**WHAT THE TASK ASKS:**
Print out the data below in full and exactly, skipping the pictures.

[Saved entries]
****************************************
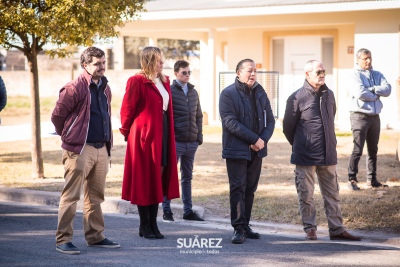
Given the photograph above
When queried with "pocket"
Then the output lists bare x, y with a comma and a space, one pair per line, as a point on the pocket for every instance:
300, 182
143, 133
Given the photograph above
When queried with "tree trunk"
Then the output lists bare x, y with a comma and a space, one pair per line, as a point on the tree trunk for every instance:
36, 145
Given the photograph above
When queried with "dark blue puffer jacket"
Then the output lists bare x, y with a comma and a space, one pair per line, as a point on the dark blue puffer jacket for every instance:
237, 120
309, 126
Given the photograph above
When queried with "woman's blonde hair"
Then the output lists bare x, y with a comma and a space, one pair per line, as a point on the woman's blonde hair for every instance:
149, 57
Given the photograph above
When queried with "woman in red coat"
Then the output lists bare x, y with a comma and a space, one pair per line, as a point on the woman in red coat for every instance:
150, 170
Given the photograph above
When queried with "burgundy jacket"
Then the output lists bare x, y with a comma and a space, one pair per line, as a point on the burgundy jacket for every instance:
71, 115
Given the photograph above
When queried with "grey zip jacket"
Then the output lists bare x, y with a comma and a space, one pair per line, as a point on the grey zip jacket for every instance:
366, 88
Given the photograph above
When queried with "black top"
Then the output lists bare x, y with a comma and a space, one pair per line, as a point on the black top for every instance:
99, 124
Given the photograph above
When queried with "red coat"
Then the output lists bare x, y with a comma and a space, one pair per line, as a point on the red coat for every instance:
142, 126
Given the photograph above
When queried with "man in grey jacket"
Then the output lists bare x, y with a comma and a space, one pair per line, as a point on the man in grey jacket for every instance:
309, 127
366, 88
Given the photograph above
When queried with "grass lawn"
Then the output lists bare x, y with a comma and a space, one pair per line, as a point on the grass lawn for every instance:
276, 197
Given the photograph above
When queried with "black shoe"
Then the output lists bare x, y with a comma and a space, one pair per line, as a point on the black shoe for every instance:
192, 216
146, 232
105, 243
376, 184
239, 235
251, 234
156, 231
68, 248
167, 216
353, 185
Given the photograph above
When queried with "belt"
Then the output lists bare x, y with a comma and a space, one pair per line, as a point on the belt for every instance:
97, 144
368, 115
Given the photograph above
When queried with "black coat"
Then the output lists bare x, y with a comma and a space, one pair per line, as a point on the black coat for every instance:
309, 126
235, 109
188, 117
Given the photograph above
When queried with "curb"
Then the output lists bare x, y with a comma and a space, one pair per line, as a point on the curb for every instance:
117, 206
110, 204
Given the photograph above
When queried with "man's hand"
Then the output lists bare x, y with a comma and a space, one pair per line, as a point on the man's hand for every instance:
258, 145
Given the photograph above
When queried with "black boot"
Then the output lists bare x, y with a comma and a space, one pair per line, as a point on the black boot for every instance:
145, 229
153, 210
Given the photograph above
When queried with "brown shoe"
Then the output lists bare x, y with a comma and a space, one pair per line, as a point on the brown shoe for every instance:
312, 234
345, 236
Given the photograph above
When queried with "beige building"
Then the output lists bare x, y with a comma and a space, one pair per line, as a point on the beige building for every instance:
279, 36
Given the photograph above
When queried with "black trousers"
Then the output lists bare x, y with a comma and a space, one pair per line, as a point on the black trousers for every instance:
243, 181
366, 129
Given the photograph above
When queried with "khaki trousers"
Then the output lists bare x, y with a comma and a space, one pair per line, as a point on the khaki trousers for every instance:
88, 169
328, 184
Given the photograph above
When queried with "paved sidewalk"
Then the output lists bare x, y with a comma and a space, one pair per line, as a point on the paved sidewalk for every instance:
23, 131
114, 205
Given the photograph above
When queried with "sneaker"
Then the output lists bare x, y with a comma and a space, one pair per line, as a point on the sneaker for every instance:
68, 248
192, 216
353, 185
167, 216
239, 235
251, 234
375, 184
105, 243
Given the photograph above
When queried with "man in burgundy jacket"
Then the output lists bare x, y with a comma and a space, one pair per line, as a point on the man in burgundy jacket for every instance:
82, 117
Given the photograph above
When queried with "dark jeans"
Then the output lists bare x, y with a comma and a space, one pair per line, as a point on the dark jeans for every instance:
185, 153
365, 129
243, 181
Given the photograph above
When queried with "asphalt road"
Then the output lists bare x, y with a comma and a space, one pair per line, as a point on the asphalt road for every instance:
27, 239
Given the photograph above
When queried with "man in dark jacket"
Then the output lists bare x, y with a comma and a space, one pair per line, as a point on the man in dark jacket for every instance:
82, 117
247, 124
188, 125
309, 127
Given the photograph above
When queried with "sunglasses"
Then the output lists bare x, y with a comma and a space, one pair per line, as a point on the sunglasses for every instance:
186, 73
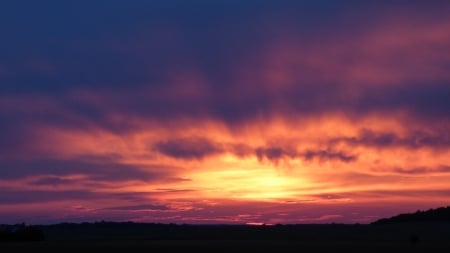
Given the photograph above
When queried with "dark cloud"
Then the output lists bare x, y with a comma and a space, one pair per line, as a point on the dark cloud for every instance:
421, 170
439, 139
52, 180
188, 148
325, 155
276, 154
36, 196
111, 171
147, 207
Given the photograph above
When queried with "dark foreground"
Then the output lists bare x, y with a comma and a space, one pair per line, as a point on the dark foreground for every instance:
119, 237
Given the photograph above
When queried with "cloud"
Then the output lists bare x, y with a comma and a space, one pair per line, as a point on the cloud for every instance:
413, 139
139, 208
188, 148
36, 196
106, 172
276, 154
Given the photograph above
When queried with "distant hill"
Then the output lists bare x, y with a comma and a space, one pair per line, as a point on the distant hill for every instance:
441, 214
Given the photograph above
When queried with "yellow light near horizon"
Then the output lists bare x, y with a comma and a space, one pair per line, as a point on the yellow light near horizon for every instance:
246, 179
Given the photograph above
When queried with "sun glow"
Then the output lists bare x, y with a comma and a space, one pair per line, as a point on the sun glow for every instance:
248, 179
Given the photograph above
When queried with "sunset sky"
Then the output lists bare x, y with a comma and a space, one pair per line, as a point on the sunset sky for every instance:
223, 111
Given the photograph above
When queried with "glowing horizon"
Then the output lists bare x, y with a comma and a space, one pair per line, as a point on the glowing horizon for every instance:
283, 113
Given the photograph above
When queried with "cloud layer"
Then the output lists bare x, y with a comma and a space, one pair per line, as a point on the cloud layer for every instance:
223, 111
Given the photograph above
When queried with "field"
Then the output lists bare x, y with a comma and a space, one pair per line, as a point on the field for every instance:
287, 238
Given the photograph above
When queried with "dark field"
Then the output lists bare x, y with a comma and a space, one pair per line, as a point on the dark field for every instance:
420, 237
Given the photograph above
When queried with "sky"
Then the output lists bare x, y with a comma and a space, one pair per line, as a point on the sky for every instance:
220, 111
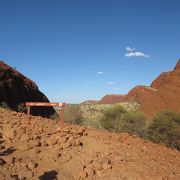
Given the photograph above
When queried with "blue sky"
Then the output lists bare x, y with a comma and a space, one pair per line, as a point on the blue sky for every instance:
****************************************
**RESULT OF THE EXERCISE:**
Given the photograph above
When queried with "pocket"
Then the output lists bare x, y with a comma and a space, one pair per line, as a point on the pocket for every instance:
300, 182
143, 133
Given the photograph above
When queried with "tree trunk"
Then the output lists bare x, y with a comma and a space, one pair per line, as a point on the tree trunk for every instance:
36, 145
Given the photograph above
When queried with "dark blue puffer jacket"
Then the output lists bare x, y with a comma and a space, one pair per line, as a point on the dark blue puffer jacket for every instance:
237, 120
309, 126
Given the photograph above
When queried with "woman's blonde hair"
Then the output lists bare x, y with a comma and a space, one pair per line, as a point on the woman's blonde hair for every instance:
149, 57
Given the photograph above
When queried with "woman in red coat"
Then the output lists bare x, y with a comma and a space, one pair per line, as a point on the woman in red coat for every instance:
150, 170
Given the photograph above
When queried with "burgundy jacket"
Then the output lists bare x, y with a comma and a space, one pair per line, as a point on the burgundy jacket for every instance:
71, 115
Given the photograph above
When queried with "grey zip jacket"
Then the output lists bare x, y with a comma and a space, one pair per line, as a point on the grey zip jacket for every instance:
366, 88
Given the photograph above
When queried with "black top"
Then the output lists bare x, y with a comma and a space, one pair per line, as a point on the black top for every instance:
99, 124
Given the photograph above
When queried with "red coat"
Then the output lists bare x, y with a comma and a space, one pair per line, as a point on the red coat for every instance:
142, 126
Given the photograph above
When queried with "man in grey jacket"
Then the output lists bare x, y with a comma and a space, one pair per line, as a point on the man in grey jacket for every instance:
309, 127
366, 88
Given the photograph above
When queried with "grass lawn"
Then the output lists bare x, y with a comma and a space, one pair per line, as a point on the grass lawn for every instance:
276, 197
Given the photograph above
When queried with "black shoe"
Then the output lists bare x, y with a comma and a space, one pair per line, as a point on the black shoe for every instance:
192, 216
146, 232
105, 243
376, 184
239, 235
251, 234
156, 231
68, 248
167, 216
353, 185
Given the photograph above
When queried with "belt"
Then the output lists bare x, y with a comma and a space, one pair per line, as a point on the belt for every instance:
97, 144
368, 115
Given the photograph above
When queried with "black coat"
Then the output lists bare x, y with a comma and a space, one pair per line, as a point on the black coat for every instance:
309, 126
235, 109
188, 117
Given the photograph above
When queried with "curb"
Then the output lists bare x, y with a comma and a space, one pair per line, as a point on the curb for every instance:
117, 206
110, 204
Given the photograph above
When queried with "man's hand"
Then the output lists bare x, y with a comma and a space, one pair per line, as a point on the man's hand for every instance:
258, 145
Given the photograph above
When queried with "black boot"
Then the output lists bare x, y with a comma and a space, one pair per line, as a point on the black boot for every instance:
145, 229
153, 210
Given the photograph above
When queried with "brown shoe"
Then the output lists bare x, y with a comma and a space, one pair per line, as a point on the brown shoe for every instance:
312, 234
345, 236
Given the photograph above
When queried with "beige building"
Then the output lists bare x, y with a comma and a space, one pair per line, as a point on the beige building for every instance:
279, 36
Given the photograph above
When queried with "black trousers"
Then the output lists bare x, y with a comma and a space, one pair per line, as a point on the black trousers for every instance:
243, 181
366, 129
Given the photograph above
When queried with "khaki trousers"
Then the output lists bare x, y with a comma and a space, one pair per line, as a point on the khaki trousers for every instance:
88, 169
328, 184
Given the photograph above
When queried with "paved sidewalk"
Then the output lists bare x, y with a comma and a space, one pair per line, as a point on the paved sidewalk for every instance:
23, 131
114, 205
Given the photograph above
When queried with "sneaker"
Then the output lists bare x, y with a comma and a space, one pair per line, as a point on the sneaker for every instance:
68, 248
192, 216
353, 185
167, 216
239, 235
251, 234
375, 184
105, 243
Given the photograph above
When queried with "man in burgundy jacket"
Then the output lists bare x, y with a comma and a space, one pair per line, as a point on the man in burgundy jacket for every instance:
82, 117
Given the photograph above
When queried with "dark jeans"
Then the output lists bare x, y with a comma and a space, one pair per line, as a point on the dark jeans for every instance:
185, 153
365, 129
243, 181
Given the photograph above
When queried with "asphalt road"
Then the output lists bare x, y with a comma and a space, one pair per line, as a point on the asphalt road for every instance:
27, 239
Given the photograph above
When queried with "man in dark jacket"
Then the output lists bare x, y with a comma and a space, one pair per line, as a point on the man in dark jacket for every instance:
82, 117
247, 124
188, 125
309, 127
Given the photograph above
When queried with "sunglasses"
Then the output lists bare x, y with a comma and a space, one pair per line, as a point on the sunglasses for every instance:
186, 73
Given the photograph above
When queried with "dark cloud"
Then the output lists bare x, y with a comma and a space, one pair per line, as a point on the dark cloud for every instance:
421, 170
439, 139
52, 180
188, 148
325, 155
276, 154
36, 196
111, 171
147, 207
Given the photograph above
When queried with "dark foreground"
Then the output lists bare x, y with a comma and a space, one pair per line, as a point on the dark foreground for every instance:
119, 237
Given the photograph above
When queried with "cloud"
Then the output lists bare x, y with a comma and a space, one pair per line, as a point on the cloud for every instance:
413, 139
139, 208
188, 148
36, 196
106, 172
276, 154
Given the photograph above
When queried with "distant hill"
Then the output lists bare x, y with a comma and a space, one pair per line, as a point on the distant hill for every instance:
441, 214
Given the photograph above
When queried with "yellow light near horizon"
Then the output lists bare x, y with a comma and a space, one pair per line, as a point on the yellow light near horizon for every instance:
246, 179
Given the photograph above
When queried with "sun glow"
Then the output lists bare x, y with a comma and a space, one pair per line, as a point on the sun glow for every instance:
248, 179
Given the photograph above
When queried with "sunset sky"
Then the output lists bare x, y with a comma and a space, one pair per line, as a point on the sunset sky for every instance:
223, 111
Given the photograph above
When queried with "glowing horizon"
Then the output lists bare x, y with a comma and a space, one pair per line, as a point on the glowing horizon for every instance:
283, 113
Given the photograph above
When queried with "cloud layer"
Then the output lists bare x, y with a comma and a space, one pair per line, as a point on the cloud layer for every instance:
223, 111
Given the photograph above
When queried with "field"
Then the output lists bare x, y with a comma and a space, one pair per line, as a point on the field for every instance:
287, 238
Given the photograph above
When queried with "dark field"
Then the output lists bare x, y with a comma and a space, one pair per line, as a point on the dark field for every instance:
420, 237
Given the photograph above
When queried with "sky"
Then the output lists bare x, y with a comma and a space, one pair per line, as a point on the sky for every instance:
220, 111
Given the photograph above
When queried with "blue sky"
Then the output lists bare x, y with a comma and a space, one pair per line, as a point on the blue sky for every instance:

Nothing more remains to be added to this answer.